Le esplosioni e le robomachie
Grandi paesaggi sironiani si aprono dietro altrettanto monumentali robot che lottano per conquistare il pianeta. La Spiaggia di Minosse con l’eterna lotta tra passato e futuro, tra ciminiere fumanti e rovine archeologiche; Paesaggio urbano con gigantomachia dove Minerva cerca di difendersi da Venere meccanica mentre Firenze dorme in un cielo nero e fumoso e infine Paesaggio con robomachia, dove due robot giapponesi lottano sotto gli indifferenti occhi di un passante alla fermata del tram. Spadini, per immaginare il loro arrivo sulla terra, prende in prestito la mitologia greca. Se in quest’ultima abbiamo la lotta dei centauri e la simbiosi con il loro popolo, in Spadini tutto si svolge su piani diversi.
Una bolla di immaginazione nasconde la loro guerra, tutto ci sembra distante e impercettibile. Eppure ci sono, si muovono e distruggono l’apparente tranquillità. Le città dormono tranquille e i cittadini seguono la loro giornata, mente altro si muove. Un altro che è immaginato, sentito e vissuto ma è immobile e reso eterno.

◆ DATI FORNITI
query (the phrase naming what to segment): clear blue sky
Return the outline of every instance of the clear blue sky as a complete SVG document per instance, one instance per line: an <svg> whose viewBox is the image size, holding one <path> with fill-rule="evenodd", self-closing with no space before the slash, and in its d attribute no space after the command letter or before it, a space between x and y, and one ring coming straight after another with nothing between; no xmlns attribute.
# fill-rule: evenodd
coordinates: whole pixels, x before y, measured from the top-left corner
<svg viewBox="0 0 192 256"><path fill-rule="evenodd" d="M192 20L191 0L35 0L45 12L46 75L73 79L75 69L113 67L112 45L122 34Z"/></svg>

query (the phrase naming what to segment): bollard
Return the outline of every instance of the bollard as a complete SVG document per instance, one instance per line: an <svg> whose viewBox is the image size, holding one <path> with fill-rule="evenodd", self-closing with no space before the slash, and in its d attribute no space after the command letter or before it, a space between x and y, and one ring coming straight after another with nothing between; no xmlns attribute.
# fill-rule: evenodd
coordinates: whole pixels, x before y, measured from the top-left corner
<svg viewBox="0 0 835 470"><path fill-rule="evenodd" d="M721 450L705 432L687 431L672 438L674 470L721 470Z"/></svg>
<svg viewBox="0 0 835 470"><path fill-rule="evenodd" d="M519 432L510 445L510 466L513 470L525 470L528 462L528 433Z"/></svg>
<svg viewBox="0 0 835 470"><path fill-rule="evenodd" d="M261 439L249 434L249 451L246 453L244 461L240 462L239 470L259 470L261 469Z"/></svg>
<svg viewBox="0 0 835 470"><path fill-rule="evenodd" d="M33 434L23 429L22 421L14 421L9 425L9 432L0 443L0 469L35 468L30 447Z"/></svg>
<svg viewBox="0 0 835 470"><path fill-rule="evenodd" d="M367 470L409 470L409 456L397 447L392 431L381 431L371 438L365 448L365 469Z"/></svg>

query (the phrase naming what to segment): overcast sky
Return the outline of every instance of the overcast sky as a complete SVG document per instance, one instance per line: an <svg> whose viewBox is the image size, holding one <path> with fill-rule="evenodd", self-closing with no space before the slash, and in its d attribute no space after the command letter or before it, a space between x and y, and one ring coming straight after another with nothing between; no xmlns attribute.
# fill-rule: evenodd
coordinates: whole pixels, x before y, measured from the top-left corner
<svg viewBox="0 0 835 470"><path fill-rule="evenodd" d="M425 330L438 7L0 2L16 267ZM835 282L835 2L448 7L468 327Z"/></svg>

◆ CONSEGNA ESERCIZIO
Secondo l'estratto fornito, chi cerca di difendersi da Venere meccanica in "Paesaggio urbano con gigantomachia"? Per favore, rispondi con un solo nome.

◆ RISULTATO
Minerva.